# Is there a reason why more pros use white bar tape?



## Lartymarf (Aug 10, 2005)

Always noticed during the races... there are more pros using white bar tape
than any other color. Is there a legacy to this? 

Tks.


----------



## los318 (Aug 4, 2005)

Lartymarf said:


> Always noticed during the races... there are more pros using white bar tape
> than any other color. Is there a legacy to this?
> 
> Tks.


I use white bar tape. No other reason for me but for looks. I have a black Leader 736r and it looks pretty good.


----------



## JCavilia (Sep 12, 2005)

*'Cause it looks pretty.*

And would look pretty on lots of non-pros' bikes as well. The real question is why more of those others don't use it, and the answer is that unlike the pros most us don't have a) somebody to wash it every day (or time to do it ourselves) so it doesn't look grungy; or b) the funds to replace it every time it gets irretrievably dirty after a few long rides. I've used it, and it looks nice -- when it's new.

▶ [Excerpted records]

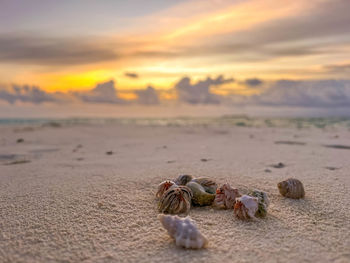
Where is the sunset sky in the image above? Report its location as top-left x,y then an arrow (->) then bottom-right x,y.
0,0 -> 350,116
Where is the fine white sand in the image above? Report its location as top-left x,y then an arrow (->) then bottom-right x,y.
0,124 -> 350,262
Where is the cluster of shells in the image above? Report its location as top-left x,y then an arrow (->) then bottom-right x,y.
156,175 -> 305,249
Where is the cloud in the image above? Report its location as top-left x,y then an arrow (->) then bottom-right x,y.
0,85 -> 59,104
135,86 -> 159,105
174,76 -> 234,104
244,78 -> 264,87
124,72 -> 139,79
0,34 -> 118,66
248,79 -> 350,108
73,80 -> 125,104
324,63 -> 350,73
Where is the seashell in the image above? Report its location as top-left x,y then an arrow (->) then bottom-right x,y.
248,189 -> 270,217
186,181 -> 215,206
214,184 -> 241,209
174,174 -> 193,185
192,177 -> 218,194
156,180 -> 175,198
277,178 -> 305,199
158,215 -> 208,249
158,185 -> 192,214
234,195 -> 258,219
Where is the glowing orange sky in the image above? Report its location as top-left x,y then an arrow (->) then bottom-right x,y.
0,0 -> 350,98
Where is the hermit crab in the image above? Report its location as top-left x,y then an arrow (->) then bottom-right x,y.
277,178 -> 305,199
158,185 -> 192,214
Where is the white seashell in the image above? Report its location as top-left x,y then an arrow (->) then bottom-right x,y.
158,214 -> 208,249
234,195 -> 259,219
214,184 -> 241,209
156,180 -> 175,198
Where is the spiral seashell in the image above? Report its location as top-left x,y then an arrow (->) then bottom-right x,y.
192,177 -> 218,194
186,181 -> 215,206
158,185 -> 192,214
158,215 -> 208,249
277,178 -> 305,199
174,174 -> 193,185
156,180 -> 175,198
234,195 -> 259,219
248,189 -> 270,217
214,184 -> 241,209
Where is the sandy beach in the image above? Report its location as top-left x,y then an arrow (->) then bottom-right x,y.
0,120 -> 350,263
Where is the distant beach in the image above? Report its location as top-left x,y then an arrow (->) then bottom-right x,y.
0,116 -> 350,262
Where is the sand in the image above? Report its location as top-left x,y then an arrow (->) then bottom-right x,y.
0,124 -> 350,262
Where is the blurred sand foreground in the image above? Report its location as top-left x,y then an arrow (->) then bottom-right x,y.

▶ [What is asked]
(A) From the thread on white bar tape, return the passage starting with "## JCavilia (Sep" and going on through "when it's new.".
(B) In the thread on white bar tape, why does JCavilia say most riders who aren't pros don't use white tape? Answer in one to three sentences.
(C) Write what comes next in the thread on white bar tape, picking up after its last sentence.

▶ [Exercise results]
(A)
## JCavilia (Sep 12, 2005)

*'Cause it looks pretty.*

And would look pretty on lots of non-pros' bikes as well. The real question is why more of those others don't use it, and the answer is that unlike the pros most us don't have a) somebody to wash it every day (or time to do it ourselves) so it doesn't look grungy; or b) the funds to replace it every time it gets irretrievably dirty after a few long rides. I've used it, and it looks nice -- when it's new.

(B) Unlike the pros, most riders don't have someone to wash the tape every day, or the time to do it themselves, so it ends up looking grungy. They also lack the money to replace it each time it gets irretrievably dirty after a few long rides.

(C)
----------



## Viva Mexico! (Nov 22, 2005)

Pros ride on white bar tape because it is a well known fact that colorless tape weights less.
Besides there is significant difference in temperature between a white tape and a color tape.
Itis quite simple in fact, just look at Le Tour White riders are faster than color bikers.


----------



## Cory (Jan 29, 2004)

*Don't know, but it looks like K-Mart to me.*

I worked one Christmas in college assembling bikes at K-Mart (10 minutes per bike; there are probably people in wheelchairs all over California because of me), and nearly all of them came out of the box with white grips or bar tape, depending on whether they were roadish or mountainlike. To this day I can't see a bike with white tape without thinking of those [email protected] little junkers.


----------



## Dave_Stohler (Jan 22, 2004)

Viva Mexico! said:


> Pros ride on white bar tape because it is a well known fact that colorless tape weights less.
> Besides there is significant difference in temperature between a white tape and a color tape.
> Itis quite simple in fact, just look at Le Tour White riders are faster than color bikers.


Hey, no tape at all is even lighter!


----------



## gthcarolina (Feb 14, 2005)

*Um, white IS a color*



Viva Mexico! said:


> Pros ride on white bar tape because it is a well known fact that colorless tape weights less.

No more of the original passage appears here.